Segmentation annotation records
↓↓↓
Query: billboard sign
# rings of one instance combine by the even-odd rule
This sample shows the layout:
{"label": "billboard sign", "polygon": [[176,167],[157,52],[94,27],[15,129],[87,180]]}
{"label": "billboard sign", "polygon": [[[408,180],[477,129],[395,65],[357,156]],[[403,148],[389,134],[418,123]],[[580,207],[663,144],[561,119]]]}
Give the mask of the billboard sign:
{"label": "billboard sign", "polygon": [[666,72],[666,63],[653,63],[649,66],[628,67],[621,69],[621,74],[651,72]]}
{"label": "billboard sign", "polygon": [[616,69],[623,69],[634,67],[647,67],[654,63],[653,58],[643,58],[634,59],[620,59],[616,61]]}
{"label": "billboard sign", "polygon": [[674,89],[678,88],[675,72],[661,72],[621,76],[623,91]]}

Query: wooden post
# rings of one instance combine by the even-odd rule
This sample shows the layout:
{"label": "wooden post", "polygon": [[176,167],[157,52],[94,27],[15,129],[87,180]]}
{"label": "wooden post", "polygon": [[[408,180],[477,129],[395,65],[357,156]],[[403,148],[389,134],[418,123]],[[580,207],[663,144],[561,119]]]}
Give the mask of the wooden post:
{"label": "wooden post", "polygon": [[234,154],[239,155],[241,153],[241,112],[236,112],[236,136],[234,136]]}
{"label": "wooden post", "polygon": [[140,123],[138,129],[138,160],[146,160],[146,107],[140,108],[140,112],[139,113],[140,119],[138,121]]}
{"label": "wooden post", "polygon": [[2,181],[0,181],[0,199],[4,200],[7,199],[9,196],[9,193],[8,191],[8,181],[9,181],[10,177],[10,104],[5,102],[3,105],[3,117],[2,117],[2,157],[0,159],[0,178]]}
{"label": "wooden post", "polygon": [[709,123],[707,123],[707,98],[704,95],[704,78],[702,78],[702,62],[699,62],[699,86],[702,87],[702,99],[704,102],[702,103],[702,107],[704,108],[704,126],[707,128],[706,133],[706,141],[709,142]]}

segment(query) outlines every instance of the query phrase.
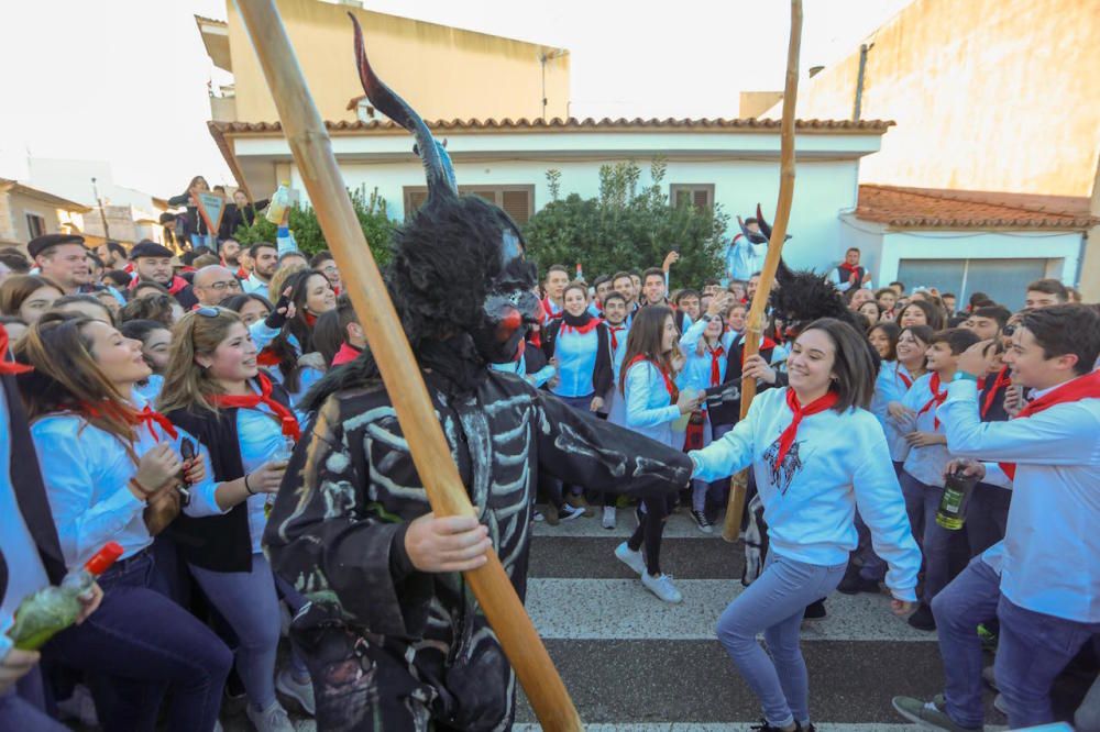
↑↑↑
Recast every line of the records above as a JSON array of strings, one string per line, omitting blank lines. Exclude the pictures from the output.

RESPONSE TO THE EXERCISE
[
  "Query: billboard sign",
  "# rings of one instance combine by the even-odd rule",
  "This sample shows the layout:",
  "{\"label\": \"billboard sign\", \"polygon\": [[176,167],[157,52],[94,27],[15,129],[87,180]]}",
  "{\"label\": \"billboard sign\", \"polygon\": [[[408,180],[477,129],[395,65],[357,156]],[[403,148],[389,134],[418,123]],[[580,207],[663,144],[561,119]]]}",
  "Give the mask of the billboard sign:",
  "{\"label\": \"billboard sign\", \"polygon\": [[666,72],[666,63],[653,63],[649,66],[628,67],[621,69],[621,74],[651,72]]}",
  "{\"label\": \"billboard sign\", \"polygon\": [[616,69],[623,69],[634,67],[647,67],[654,63],[653,58],[643,58],[634,59],[620,59],[616,61]]}",
  "{\"label\": \"billboard sign\", \"polygon\": [[674,89],[678,88],[675,72],[661,72],[621,76],[623,91]]}",
  "Query: wooden post",
  "# rings of one instance combine by the even-odd rule",
  "This sample shows the layout:",
  "{\"label\": \"wooden post\", \"polygon\": [[176,167],[157,52],[94,27],[15,129],[87,180]]}",
  "{\"label\": \"wooden post\", \"polygon\": [[[408,180],[477,129],[395,65],[357,156]],[[403,148],[389,134],[418,123]],[[580,207],[663,144],[561,119]]]}",
  "Give the mask of the wooden post:",
  "{\"label\": \"wooden post\", \"polygon\": [[234,154],[239,155],[241,153],[241,112],[236,112],[236,136],[234,136]]}",
  "{\"label\": \"wooden post\", \"polygon\": [[140,123],[138,129],[138,160],[146,160],[146,107],[140,108],[140,112],[139,113],[140,119],[138,121]]}",
  "{\"label\": \"wooden post\", \"polygon\": [[2,181],[0,181],[0,199],[4,200],[7,199],[9,196],[9,193],[8,191],[8,181],[9,181],[10,177],[10,104],[5,102],[3,105],[3,117],[2,117],[2,157],[0,159],[0,178]]}",
  "{\"label\": \"wooden post\", \"polygon\": [[709,123],[707,123],[707,98],[704,95],[704,78],[702,78],[702,62],[699,62],[699,86],[702,87],[702,99],[704,102],[702,103],[702,107],[704,108],[704,126],[707,128],[706,133],[706,141],[709,142]]}",
  "segment(query) outlines every instance of the query phrase."
]